[Pointing records]
-=-=-=-=-

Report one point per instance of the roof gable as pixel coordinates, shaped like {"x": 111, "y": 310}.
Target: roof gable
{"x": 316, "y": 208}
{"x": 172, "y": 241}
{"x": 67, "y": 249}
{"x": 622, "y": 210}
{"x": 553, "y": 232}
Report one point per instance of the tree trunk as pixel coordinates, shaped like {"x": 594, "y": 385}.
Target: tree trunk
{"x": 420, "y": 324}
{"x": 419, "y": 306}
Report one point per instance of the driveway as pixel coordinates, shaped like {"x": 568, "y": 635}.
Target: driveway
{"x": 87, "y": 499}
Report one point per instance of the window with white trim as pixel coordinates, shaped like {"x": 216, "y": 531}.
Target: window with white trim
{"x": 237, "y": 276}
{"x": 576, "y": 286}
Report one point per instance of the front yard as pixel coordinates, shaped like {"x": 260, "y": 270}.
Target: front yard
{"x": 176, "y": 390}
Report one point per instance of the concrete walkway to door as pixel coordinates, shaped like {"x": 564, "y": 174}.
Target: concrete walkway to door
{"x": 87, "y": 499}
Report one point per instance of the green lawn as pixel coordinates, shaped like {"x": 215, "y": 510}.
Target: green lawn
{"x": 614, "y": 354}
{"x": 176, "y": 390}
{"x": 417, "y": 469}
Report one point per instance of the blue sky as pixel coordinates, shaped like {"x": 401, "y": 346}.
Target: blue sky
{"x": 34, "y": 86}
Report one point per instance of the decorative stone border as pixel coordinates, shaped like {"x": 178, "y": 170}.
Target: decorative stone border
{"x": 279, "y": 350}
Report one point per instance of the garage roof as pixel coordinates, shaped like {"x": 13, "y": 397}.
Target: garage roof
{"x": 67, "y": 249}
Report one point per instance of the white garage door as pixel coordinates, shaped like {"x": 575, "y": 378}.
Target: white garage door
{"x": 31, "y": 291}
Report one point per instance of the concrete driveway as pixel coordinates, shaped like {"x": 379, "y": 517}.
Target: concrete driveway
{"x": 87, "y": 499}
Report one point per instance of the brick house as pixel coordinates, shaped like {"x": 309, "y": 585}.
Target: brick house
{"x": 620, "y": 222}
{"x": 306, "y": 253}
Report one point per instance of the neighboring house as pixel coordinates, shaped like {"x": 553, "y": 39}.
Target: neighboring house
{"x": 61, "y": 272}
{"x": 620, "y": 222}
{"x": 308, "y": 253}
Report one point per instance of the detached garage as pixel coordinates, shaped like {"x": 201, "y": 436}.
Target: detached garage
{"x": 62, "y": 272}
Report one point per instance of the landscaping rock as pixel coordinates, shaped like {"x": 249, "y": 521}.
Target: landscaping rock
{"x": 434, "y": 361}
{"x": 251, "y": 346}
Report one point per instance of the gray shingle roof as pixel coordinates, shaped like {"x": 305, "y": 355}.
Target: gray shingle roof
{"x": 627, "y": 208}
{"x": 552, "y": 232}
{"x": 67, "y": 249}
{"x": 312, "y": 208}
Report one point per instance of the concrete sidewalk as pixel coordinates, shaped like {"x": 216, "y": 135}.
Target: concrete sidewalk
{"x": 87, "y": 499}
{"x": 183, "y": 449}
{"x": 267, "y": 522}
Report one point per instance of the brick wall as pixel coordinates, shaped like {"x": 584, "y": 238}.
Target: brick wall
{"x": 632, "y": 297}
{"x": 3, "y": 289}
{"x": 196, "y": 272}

-=-=-=-=-

- _What the exercise asks_
Please pull every line from the listing above and reproduce each one verbatim.

- _The reply_
Report one point per instance of the roof gable as pixel coordinates, shaped like {"x": 111, "y": 310}.
Target: roof gable
{"x": 316, "y": 208}
{"x": 172, "y": 241}
{"x": 67, "y": 249}
{"x": 622, "y": 210}
{"x": 553, "y": 232}
Report one point per instance of the tree trunk as pixel coordinates, shaped like {"x": 594, "y": 385}.
Target: tree trunk
{"x": 420, "y": 324}
{"x": 419, "y": 306}
Report one point per instance of the driveway as pixel coordinates, shaped like {"x": 568, "y": 635}.
Target: driveway
{"x": 87, "y": 499}
Report one point per instance of the window with white trim as pixel coordinates, shaped like {"x": 216, "y": 531}.
Target: window with white trim
{"x": 237, "y": 276}
{"x": 576, "y": 286}
Report one point per instance of the front yard as pixel coordinates, shaped like {"x": 260, "y": 270}.
Target: front yard
{"x": 176, "y": 390}
Report one point per instance of the concrete walkway to door as pixel coordinates, shaped like {"x": 564, "y": 174}.
Target: concrete walkway to door
{"x": 87, "y": 499}
Report one point per instance of the green lawn as pixel coordinates, shaped like {"x": 215, "y": 510}.
Target: green lawn
{"x": 614, "y": 354}
{"x": 176, "y": 390}
{"x": 417, "y": 469}
Report one point per instance of the blue sky as pixel coordinates, shaped like {"x": 401, "y": 346}.
Target: blue sky
{"x": 34, "y": 86}
Report one point per instance of the decorative stone border as pixel coordinates, shaped like {"x": 178, "y": 170}.
Target: decorative stone border
{"x": 279, "y": 350}
Report one point per instance of the garage roof as pixel coordinates, shaped like {"x": 13, "y": 397}.
Target: garage roof
{"x": 67, "y": 249}
Report one point per instance of the white garage door as pixel coordinates, shaped like {"x": 575, "y": 378}.
Target: white garage door
{"x": 31, "y": 291}
Report one point per instance of the concrete driveway as pixel coordinates, shaped like {"x": 379, "y": 517}.
Target: concrete driveway
{"x": 87, "y": 499}
Report one point per instance of the brick house as pixel coordinates, shaped like {"x": 309, "y": 585}.
Target: brick house
{"x": 620, "y": 222}
{"x": 306, "y": 253}
Report one point per instance of the neighboring house as pixel coordinates, shaped like {"x": 553, "y": 39}.
Target: neighboring house
{"x": 61, "y": 272}
{"x": 620, "y": 222}
{"x": 308, "y": 253}
Report one point per instance of the detached garage as pixel coordinates, shaped like {"x": 201, "y": 436}.
Target: detached garage
{"x": 62, "y": 272}
Report one point per instance of the landscaping rock as pixel coordinates, shaped like {"x": 249, "y": 521}.
Target: landscaping rock
{"x": 434, "y": 361}
{"x": 251, "y": 346}
Report one point per instance of the gray shingle roof as pixel coordinates, shaped like {"x": 305, "y": 355}.
Target: gray shingle roof
{"x": 627, "y": 208}
{"x": 552, "y": 232}
{"x": 67, "y": 249}
{"x": 312, "y": 208}
Report one point per instance of the concrete sidewalk as pixel coordinates, shaped like {"x": 216, "y": 135}.
Target: concrete sidewalk
{"x": 87, "y": 499}
{"x": 183, "y": 449}
{"x": 267, "y": 522}
Report one point per instance of the brick wall as pixel coordinates, shaped like {"x": 584, "y": 238}.
Target: brick wall
{"x": 632, "y": 297}
{"x": 3, "y": 289}
{"x": 196, "y": 272}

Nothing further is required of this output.